%%

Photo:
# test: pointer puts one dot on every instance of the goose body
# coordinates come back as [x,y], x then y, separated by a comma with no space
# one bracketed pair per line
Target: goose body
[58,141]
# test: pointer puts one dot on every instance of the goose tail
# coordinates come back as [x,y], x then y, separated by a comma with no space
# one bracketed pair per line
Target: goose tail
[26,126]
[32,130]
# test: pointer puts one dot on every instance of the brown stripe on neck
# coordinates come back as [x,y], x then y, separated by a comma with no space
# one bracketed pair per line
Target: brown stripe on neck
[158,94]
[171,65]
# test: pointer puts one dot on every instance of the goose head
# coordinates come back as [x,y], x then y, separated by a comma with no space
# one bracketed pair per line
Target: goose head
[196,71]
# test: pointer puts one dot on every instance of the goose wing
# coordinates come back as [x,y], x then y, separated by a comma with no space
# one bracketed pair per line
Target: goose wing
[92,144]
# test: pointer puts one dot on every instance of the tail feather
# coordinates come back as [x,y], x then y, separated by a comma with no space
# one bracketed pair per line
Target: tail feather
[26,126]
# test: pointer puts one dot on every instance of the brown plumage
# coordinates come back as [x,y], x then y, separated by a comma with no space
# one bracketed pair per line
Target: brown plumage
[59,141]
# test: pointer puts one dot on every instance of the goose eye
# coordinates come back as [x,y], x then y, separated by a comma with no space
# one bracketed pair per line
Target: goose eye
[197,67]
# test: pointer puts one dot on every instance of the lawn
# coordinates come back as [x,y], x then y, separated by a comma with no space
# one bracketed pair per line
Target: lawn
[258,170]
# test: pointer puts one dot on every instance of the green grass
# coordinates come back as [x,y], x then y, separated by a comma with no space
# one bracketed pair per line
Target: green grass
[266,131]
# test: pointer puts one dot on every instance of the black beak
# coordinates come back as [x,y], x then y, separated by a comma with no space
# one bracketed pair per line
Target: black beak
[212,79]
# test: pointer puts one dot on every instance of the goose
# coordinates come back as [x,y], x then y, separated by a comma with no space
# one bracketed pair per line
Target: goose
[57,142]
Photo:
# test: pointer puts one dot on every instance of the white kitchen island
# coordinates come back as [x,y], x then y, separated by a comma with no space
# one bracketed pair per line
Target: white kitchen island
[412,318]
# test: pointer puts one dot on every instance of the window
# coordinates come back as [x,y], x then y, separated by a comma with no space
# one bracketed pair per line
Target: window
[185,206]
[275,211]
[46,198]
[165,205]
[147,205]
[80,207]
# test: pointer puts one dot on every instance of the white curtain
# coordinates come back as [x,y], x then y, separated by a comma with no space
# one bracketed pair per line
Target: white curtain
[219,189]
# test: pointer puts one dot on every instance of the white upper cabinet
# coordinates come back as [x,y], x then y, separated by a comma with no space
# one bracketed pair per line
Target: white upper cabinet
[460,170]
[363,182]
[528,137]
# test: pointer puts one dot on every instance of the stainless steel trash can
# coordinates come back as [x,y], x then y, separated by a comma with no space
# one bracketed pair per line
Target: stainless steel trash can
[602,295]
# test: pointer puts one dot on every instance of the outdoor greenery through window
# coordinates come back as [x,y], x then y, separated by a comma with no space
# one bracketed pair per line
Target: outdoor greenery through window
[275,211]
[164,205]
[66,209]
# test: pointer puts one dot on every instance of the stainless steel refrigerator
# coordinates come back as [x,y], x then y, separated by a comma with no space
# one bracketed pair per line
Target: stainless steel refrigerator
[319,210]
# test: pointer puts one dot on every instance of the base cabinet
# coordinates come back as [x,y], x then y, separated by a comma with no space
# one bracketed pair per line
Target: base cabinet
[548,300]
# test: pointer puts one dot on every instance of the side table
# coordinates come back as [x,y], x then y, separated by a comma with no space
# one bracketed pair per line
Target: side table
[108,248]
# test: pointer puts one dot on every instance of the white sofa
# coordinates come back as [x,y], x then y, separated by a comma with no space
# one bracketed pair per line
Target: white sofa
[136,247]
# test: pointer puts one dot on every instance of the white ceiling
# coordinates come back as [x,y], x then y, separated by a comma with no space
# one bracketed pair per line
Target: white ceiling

%%

Instruction → Reproduce word for word the lines running from the one that contains "the white ceiling" through the end of the entries.

Final answer →
# test: pointer puts one dot on every instance of the white ceiling
# coordinates come back as [x,y], x then y, separated by a comma with no space
# one bracketed pair per line
Target: white ceiling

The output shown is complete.